## Given request
Find the line containing "Can you find the player's beard?". Reproduce it and every line after it up to the end of the records, exactly as written.

--- START Dataset records ---

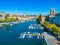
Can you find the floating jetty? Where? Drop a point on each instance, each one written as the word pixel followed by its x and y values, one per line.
pixel 34 35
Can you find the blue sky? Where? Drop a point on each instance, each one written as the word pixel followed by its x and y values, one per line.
pixel 29 6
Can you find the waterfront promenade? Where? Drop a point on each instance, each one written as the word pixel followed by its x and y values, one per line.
pixel 50 40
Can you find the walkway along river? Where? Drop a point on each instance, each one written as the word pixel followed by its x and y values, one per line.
pixel 9 35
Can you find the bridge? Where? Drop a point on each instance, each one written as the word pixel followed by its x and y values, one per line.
pixel 27 17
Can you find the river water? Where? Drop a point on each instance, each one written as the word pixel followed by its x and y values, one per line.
pixel 9 35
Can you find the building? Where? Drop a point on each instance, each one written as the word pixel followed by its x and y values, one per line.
pixel 56 19
pixel 2 16
pixel 53 17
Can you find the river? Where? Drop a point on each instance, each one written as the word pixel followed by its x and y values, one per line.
pixel 9 35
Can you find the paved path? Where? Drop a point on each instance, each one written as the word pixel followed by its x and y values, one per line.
pixel 50 40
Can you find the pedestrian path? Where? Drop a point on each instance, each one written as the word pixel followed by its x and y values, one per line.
pixel 50 40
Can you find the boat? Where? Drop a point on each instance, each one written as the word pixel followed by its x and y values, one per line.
pixel 32 35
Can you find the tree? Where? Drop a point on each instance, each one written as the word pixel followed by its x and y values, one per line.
pixel 39 19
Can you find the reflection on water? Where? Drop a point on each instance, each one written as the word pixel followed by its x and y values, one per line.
pixel 9 35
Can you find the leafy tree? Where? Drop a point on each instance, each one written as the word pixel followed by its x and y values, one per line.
pixel 39 18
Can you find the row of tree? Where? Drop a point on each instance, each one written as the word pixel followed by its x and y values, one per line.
pixel 39 19
pixel 53 28
pixel 9 20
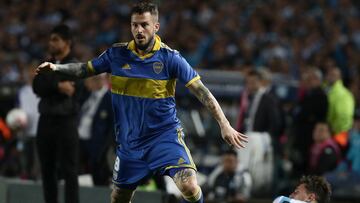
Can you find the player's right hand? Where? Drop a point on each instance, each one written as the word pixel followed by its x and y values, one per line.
pixel 45 67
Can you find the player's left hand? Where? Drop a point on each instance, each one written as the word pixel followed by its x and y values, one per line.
pixel 233 137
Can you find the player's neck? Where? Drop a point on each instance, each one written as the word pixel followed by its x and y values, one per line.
pixel 62 55
pixel 148 49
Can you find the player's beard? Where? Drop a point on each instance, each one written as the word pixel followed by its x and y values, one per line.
pixel 146 46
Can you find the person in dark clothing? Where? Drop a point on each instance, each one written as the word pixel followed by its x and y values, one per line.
pixel 231 182
pixel 311 109
pixel 57 137
pixel 325 153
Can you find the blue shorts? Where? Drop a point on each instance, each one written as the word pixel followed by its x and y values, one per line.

--- END Dataset records ---

## Correct output
Can you find the player's beard? Where? Drop a point on each instance, each one written as the word pixel followed by its x and y values, one per line.
pixel 146 46
Can you find the person in dark clothing? Where? Drop a point on each instance, each one written as the word pixel followed by its x and y values, one per line.
pixel 231 182
pixel 311 109
pixel 57 137
pixel 325 153
Can you find the blue shorts? Where? Drop a point on each instance, each one written as the word pixel followed by its x and y values, one per line.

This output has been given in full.